Lütfen Cannes Film Festivali hakkındaki metni, son cümlesinin ardından gelecek biçimde sürdürün.

-- Kaynak --
_____

Pixar animasyonu “UP” seçici kurulun kriterlerine uygun görülüp, Açılış Galası filmi olarak seçildi. Son yıllarda “Wall-E” ve “Ratatouille” gibi yapımlarla zirveye çıkan Pixar, “Cars”, “Toy Story 1 ve 2”, “The İncredibles” gibi ödüllü filmlerle prestij kazandı.
“Monsters”in yaratıcısı olarak tanıdığımız, “Toy Story”nin fikir babası Pete Docter, üç boyutlu animasyon “UP”ın yönetmeni.
“UP” filminin kahramanı Carl, 78 yaşında tonton bir ihtiyar. Hayatının rüyasını gerçekleştirmek amacıyla evinin üstüne bağladığı binlerce balon ile havalanıp Güney Amerika’ya doğru yola çıkar. Buranın vahşi doğasını keşfetme yolculuğu rüyası, evin kapısının arkasına saklanan 9 yaşındaki yumurcağın ortaya çıkmasıyla kabusa dönüşür.
62. Festivalin 21 filmlik prestijli yarışma programında Cannes’dan evvelce Altın Palmiye ödülüyle ayrılmış 4 yönetmen var. 1992’de unutulmaz “Piyano Dersi” ile Altın Palmiye kazanan Yeni Zelanda’lı Jane Campion, Cannes tarihinde bu ödüllü alan tek kadın yönetmen alma ayrıcalığını koruyor.
Lars Von Trier 2000 yılında “Karanlıkta Dans” ile, İngiliz usta Ken Loach (festivalin 60. yıldönümünde) Altın Palmiye ödülünü kazanmışlardı. Quentin Tarantino 15 yıl önce kariyerinin başyapıtı, yenilikçi “Ucuz Roman” filmiyle bu ödüle ulaşmış, ilk şöhretini Cannes’da yarışan “Reservoir Dogs” (1992) ile yapmış, 2004’te jüri başkanlığı görevini üstlenmiş bir yönetmen.
10 yıl önce senaryosunu üzerinde çalışmaya başladığı “İsimsiz Kahramanlar / İnglourious Basterds” bu yılın yarışmasının flaş filmlerinden.

_____

-- Verilen Kayıtlar --
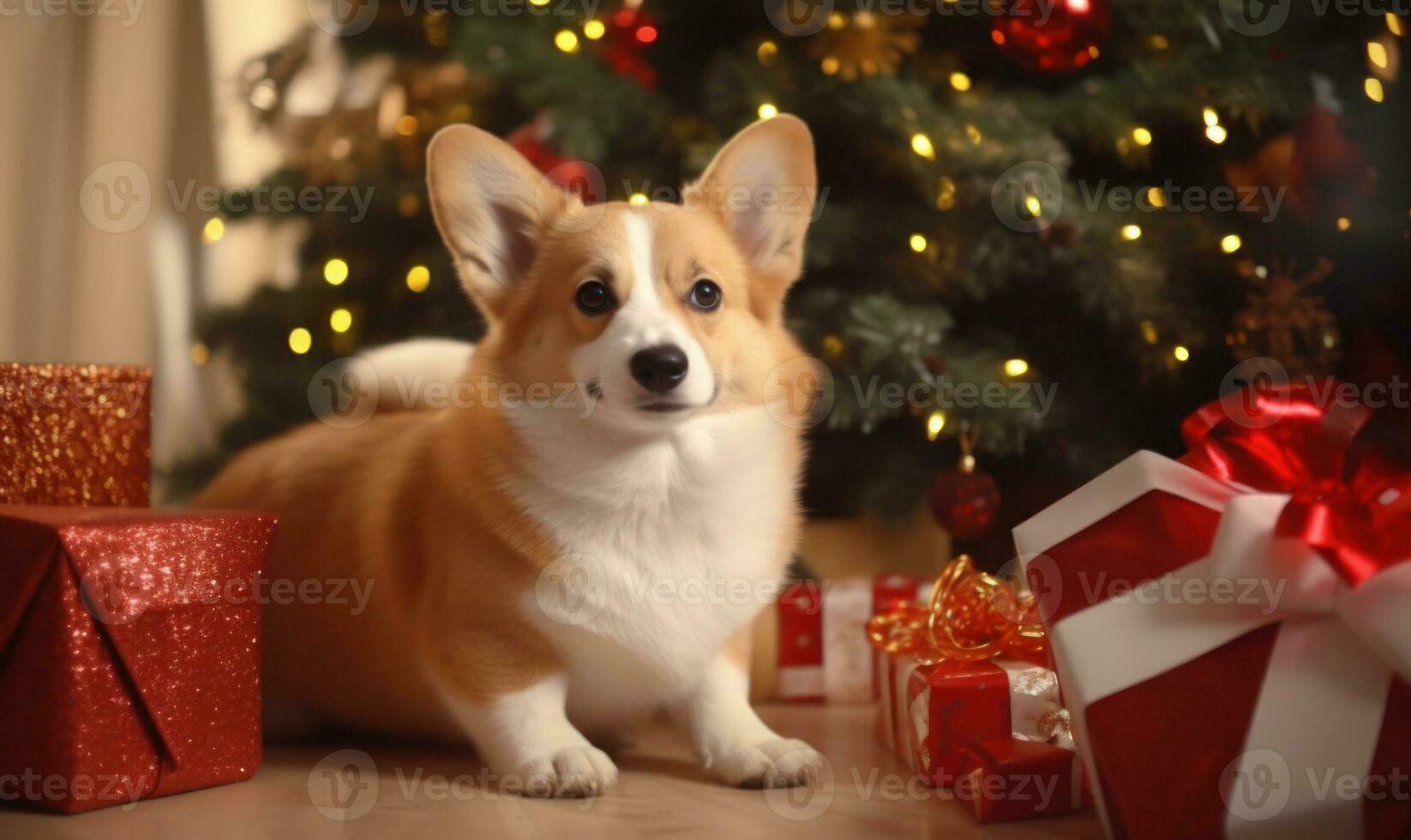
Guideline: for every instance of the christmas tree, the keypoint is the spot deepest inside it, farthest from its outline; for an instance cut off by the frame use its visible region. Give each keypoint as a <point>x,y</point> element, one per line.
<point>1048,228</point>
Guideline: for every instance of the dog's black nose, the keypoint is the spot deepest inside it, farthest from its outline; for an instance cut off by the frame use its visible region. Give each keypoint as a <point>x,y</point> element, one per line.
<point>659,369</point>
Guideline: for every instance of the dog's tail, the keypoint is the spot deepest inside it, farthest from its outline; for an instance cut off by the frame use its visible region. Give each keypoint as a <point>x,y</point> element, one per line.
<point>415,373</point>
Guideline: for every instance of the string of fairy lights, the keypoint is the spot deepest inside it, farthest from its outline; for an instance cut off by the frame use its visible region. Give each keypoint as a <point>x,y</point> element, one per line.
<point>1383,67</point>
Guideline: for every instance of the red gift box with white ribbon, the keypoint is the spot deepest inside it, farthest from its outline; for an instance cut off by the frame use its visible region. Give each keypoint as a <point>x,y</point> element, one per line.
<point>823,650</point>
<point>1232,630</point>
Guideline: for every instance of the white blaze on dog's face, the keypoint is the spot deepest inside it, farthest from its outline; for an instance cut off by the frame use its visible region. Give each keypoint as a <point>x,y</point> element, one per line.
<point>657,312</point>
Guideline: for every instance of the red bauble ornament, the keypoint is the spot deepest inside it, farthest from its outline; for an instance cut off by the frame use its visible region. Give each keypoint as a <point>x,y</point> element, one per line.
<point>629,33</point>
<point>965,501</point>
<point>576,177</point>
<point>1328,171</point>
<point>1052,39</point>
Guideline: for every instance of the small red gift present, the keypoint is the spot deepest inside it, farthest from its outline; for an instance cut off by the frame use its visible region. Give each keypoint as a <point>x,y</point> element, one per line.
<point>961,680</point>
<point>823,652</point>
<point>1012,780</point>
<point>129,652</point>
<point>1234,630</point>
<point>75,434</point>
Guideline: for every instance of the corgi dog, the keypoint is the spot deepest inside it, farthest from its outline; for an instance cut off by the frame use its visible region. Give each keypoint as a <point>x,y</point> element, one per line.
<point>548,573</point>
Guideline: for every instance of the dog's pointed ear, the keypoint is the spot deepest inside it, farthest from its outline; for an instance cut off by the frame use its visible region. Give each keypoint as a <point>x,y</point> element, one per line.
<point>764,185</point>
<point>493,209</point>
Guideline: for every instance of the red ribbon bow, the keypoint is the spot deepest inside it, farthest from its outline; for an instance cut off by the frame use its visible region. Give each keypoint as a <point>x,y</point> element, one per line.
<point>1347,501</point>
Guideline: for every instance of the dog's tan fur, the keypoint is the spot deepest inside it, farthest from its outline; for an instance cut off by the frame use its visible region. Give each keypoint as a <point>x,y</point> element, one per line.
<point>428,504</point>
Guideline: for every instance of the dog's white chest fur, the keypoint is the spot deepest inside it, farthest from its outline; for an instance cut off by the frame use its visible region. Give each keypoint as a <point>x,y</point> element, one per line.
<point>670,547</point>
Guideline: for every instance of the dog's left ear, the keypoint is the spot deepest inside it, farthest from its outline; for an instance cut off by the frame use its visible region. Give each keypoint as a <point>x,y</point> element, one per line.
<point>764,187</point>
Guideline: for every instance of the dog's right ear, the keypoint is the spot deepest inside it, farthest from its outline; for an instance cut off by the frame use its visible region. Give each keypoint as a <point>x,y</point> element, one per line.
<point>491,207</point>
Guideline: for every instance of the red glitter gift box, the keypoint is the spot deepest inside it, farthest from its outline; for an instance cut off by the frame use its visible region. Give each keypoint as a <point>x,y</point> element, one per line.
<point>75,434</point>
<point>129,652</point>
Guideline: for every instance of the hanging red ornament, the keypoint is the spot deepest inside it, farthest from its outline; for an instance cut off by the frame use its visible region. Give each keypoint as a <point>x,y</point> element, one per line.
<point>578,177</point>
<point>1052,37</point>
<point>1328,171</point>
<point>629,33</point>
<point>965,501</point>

_____

-- Alıştırma Çıktısı --
NAZİLERE KARŞI İNTİKAM TİMİ
Sinema tarihinde, vizyona girmeden önce üstünde en çok konuşulan, filmler arasında gösterilen “İsimsiz Kahramanlar”, Tarantino’nun kafasında 10 yıl önce, 2. Dünya Savaşı’yla ilgili bir film yapma arzusuyla başladı. Zaman içinde filmin konusuyla ilgili birçok değişiklik yapan Tarantino, müthiş bir ketumiyete bürünerek, film hakkında ser verdi, sır vermedi.
Bilinenler, filmografisindeki ilk savaş dönemi filmi olması, Brad Pitt ile ilk kez işbirliği yapacağı ve filmin Almanya’da çekildiğiydi. 5 bölümlük filmin ilk bölümü “Bir Zamanlar Nazi İşgalindeki Fransa’da”, ikincisi “Gizli Namussuzlar”, üçüncüsü (siyah-beyaz çekilmiş) “Paris’te Alman Gecesi”, dördüncü “Kino Operasyonu”, son bölüm ise “Dev Suratın İntikamı” başlığını taşıyor.
Filmin Nazi işgali altındaki Fransa’da geçen konusuyla birbirine paralel öyküler anlatılıyor. Ailesi Naziler tarafından öldürülen Shosanna Dreyfus (Melanie Laurent) katilin Nazi albayı Hans Landa (Christoph Waltz) olduğuna tanık olur. Katliamdan kıl payı kurtulan genç kadın Paris’e giderek yeni bir kimlik edinir ve sinema salonu işletmecisi olarak yeni bir hayata başlar.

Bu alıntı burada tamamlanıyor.